→ **Exercise prompt**
Identify each line in the records below that contains the word "leafy", and copy those lines out in full.

>> Start Exercise materials

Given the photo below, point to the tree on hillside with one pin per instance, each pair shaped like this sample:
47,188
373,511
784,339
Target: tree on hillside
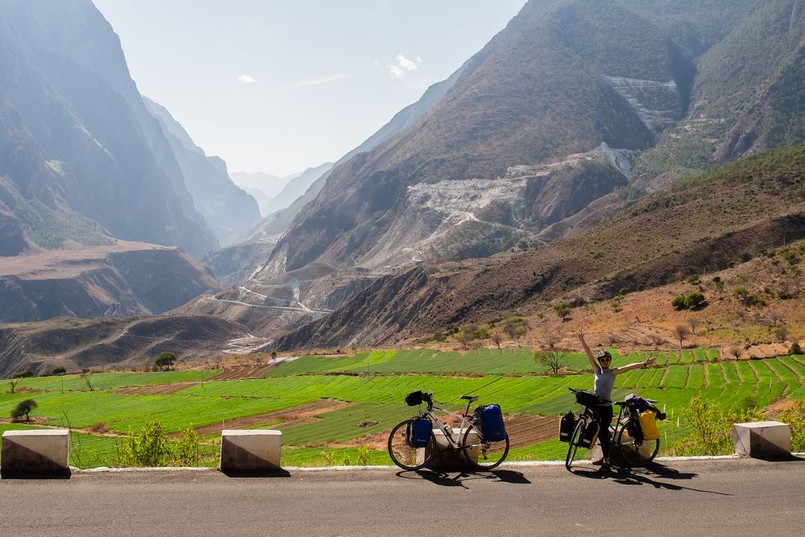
497,338
165,360
552,359
563,311
24,408
681,331
515,327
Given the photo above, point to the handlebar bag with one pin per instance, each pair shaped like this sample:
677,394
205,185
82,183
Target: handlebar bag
414,398
590,435
648,424
587,399
566,426
418,432
492,425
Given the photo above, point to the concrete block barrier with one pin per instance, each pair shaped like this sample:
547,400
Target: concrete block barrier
762,439
35,453
250,451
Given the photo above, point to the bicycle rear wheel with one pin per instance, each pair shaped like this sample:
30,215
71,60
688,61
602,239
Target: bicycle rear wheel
403,454
634,453
573,446
482,453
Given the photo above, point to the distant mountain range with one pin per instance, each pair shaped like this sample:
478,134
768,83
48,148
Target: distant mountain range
574,111
84,156
102,193
553,167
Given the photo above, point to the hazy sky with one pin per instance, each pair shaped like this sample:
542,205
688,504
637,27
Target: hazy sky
282,85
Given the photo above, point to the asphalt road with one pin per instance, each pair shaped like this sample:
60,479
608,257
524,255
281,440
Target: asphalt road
676,497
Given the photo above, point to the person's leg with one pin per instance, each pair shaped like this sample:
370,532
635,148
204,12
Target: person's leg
604,418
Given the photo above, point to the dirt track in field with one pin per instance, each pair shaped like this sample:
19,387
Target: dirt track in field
285,418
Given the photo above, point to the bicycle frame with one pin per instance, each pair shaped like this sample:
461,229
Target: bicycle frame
411,448
466,421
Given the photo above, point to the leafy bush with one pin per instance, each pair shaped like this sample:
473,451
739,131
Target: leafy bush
24,408
165,360
712,429
693,301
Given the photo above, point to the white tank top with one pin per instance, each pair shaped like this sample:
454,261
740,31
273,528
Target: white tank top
604,382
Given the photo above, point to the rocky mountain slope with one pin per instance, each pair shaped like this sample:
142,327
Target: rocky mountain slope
77,138
574,110
88,167
749,208
227,210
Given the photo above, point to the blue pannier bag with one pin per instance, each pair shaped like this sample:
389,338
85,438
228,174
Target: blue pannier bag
419,433
492,425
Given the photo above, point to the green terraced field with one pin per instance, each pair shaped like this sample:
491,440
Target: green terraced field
374,385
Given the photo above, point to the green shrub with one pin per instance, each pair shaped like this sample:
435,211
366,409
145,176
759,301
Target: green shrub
693,301
712,428
150,447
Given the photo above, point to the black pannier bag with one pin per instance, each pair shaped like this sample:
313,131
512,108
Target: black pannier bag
492,425
414,398
566,426
589,435
418,432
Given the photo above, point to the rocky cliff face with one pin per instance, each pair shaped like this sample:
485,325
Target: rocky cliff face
77,138
227,210
115,280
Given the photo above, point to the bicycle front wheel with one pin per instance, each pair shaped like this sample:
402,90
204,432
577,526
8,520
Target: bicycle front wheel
482,453
636,453
403,454
573,446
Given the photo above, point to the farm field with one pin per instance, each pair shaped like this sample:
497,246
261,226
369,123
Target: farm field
340,409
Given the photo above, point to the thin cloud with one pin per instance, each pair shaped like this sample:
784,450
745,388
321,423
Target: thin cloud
402,67
317,81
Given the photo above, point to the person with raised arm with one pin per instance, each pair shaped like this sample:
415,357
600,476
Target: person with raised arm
602,387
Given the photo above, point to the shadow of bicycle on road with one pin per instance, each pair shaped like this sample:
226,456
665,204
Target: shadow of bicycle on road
653,474
459,477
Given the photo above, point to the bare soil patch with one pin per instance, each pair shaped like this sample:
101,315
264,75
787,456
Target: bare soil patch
286,418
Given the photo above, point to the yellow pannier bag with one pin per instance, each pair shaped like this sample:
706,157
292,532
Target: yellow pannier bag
648,424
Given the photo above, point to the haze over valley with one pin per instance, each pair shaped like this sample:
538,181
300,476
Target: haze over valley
589,163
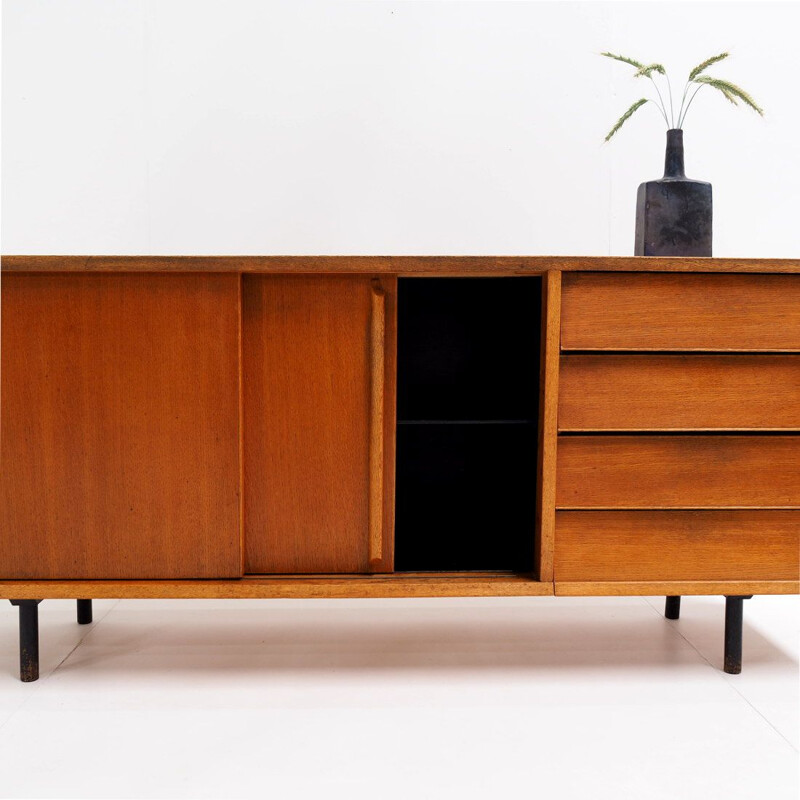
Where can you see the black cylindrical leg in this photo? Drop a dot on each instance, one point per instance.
(734, 607)
(672, 609)
(28, 639)
(84, 612)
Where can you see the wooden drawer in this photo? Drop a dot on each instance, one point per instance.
(658, 311)
(677, 545)
(678, 472)
(674, 392)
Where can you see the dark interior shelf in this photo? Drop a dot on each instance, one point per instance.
(466, 422)
(468, 387)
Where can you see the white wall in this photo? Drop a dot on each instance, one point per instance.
(219, 127)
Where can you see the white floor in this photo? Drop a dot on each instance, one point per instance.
(581, 698)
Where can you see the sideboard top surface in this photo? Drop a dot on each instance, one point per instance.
(397, 265)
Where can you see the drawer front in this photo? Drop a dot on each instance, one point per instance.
(631, 311)
(677, 545)
(675, 392)
(678, 472)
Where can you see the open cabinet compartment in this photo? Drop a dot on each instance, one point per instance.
(467, 420)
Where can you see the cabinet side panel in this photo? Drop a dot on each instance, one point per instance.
(306, 373)
(120, 426)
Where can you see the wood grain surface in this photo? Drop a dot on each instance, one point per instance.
(651, 588)
(548, 424)
(677, 392)
(678, 472)
(321, 586)
(120, 426)
(307, 402)
(400, 265)
(677, 545)
(681, 312)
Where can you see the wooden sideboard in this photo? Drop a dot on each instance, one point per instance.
(398, 426)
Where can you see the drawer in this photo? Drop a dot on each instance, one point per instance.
(658, 311)
(677, 545)
(679, 392)
(678, 472)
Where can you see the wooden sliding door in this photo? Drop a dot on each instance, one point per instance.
(318, 375)
(120, 426)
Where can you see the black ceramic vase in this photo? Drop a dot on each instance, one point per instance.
(673, 215)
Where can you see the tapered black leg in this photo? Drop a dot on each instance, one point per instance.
(672, 609)
(84, 612)
(28, 639)
(734, 607)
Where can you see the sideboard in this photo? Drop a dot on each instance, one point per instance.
(187, 427)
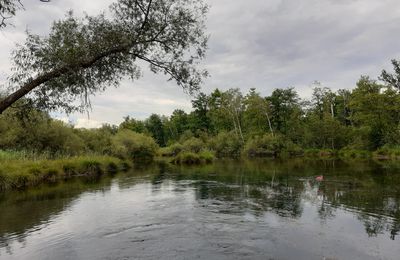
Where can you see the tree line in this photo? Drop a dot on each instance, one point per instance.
(230, 123)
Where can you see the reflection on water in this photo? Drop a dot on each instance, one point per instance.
(246, 210)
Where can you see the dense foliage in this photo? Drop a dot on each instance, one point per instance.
(230, 123)
(83, 56)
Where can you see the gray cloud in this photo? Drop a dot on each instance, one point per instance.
(262, 44)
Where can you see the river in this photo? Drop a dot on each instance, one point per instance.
(261, 209)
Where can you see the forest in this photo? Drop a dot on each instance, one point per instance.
(347, 122)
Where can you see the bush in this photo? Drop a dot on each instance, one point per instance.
(193, 158)
(171, 150)
(267, 145)
(226, 144)
(354, 154)
(194, 145)
(130, 145)
(206, 156)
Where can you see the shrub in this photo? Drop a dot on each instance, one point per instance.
(193, 158)
(128, 144)
(226, 144)
(194, 145)
(264, 146)
(206, 156)
(171, 150)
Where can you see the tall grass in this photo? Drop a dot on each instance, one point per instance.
(17, 173)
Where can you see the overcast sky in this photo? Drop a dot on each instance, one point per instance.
(265, 44)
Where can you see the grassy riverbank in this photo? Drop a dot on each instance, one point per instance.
(19, 172)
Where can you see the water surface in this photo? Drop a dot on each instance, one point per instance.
(229, 210)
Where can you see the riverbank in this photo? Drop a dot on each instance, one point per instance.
(17, 173)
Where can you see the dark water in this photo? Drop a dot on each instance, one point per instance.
(229, 210)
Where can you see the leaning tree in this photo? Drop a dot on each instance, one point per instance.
(83, 56)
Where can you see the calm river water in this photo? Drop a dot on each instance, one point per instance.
(229, 210)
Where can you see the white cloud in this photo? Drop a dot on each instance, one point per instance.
(87, 123)
(262, 44)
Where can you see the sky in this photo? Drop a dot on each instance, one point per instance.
(262, 44)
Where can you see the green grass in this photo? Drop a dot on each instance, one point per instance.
(17, 173)
(194, 158)
(392, 153)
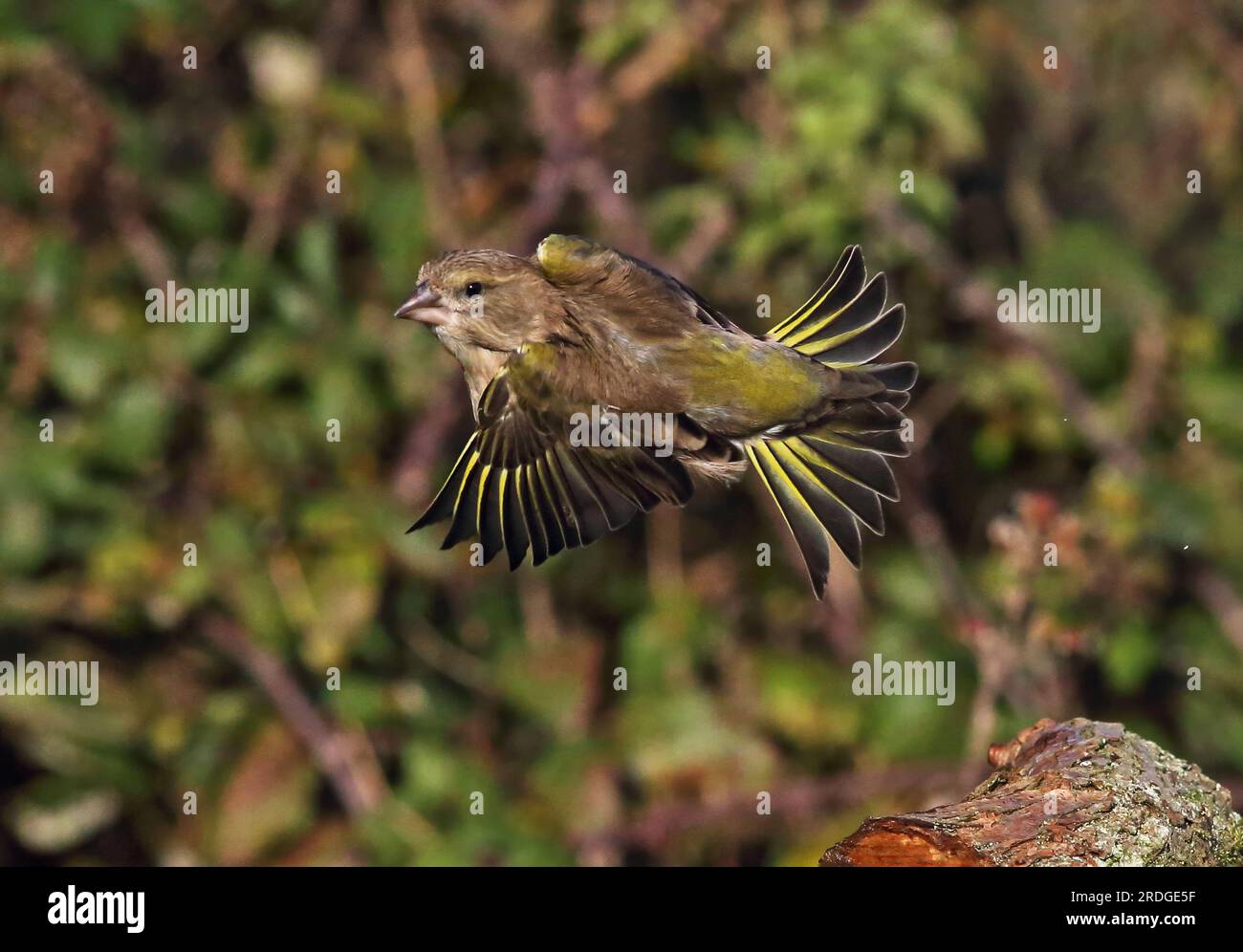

>> End Exercise materials

→ **Solution for this exercise**
Given the photo above, point to the leafy bush with one pin per instance, each pair shaped like this sample:
Target: leafy bush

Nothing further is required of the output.